Image point annotation entries:
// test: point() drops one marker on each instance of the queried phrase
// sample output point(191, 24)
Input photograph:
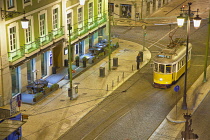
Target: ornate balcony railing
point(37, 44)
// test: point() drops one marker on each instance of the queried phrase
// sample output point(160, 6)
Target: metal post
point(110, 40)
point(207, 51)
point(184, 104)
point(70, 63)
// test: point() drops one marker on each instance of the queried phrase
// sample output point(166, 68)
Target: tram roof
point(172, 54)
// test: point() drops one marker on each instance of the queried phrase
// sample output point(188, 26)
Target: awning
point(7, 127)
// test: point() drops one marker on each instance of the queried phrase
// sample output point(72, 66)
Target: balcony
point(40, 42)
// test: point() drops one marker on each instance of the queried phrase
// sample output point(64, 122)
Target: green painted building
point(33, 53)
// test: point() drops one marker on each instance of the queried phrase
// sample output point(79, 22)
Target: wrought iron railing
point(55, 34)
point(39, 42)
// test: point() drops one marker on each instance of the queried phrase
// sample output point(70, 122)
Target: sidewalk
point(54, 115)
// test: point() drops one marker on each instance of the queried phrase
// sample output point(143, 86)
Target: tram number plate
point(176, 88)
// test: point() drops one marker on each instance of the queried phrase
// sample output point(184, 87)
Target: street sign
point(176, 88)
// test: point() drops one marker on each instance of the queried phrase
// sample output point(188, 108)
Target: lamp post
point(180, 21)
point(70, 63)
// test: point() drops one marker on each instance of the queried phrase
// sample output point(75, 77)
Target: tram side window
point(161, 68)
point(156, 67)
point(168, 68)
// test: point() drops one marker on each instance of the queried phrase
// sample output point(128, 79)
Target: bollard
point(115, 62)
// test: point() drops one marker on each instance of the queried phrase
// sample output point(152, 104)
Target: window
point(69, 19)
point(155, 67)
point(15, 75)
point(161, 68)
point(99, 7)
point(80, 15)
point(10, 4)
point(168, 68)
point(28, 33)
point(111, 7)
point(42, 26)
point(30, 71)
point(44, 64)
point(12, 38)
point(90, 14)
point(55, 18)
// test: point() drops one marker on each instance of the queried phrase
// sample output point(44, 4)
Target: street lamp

Objective: Rewrite everything from the start of the material down to the line containing "point(37, 44)", including that line, with "queried phrase" swapped for "requested phrase" and nothing else changed. Leave the pictures out of your answer.

Complete output:
// test: point() drops one marker on each instance of the requested phrase
// sample output point(191, 24)
Input photograph:
Target: ornate balcony railing
point(37, 44)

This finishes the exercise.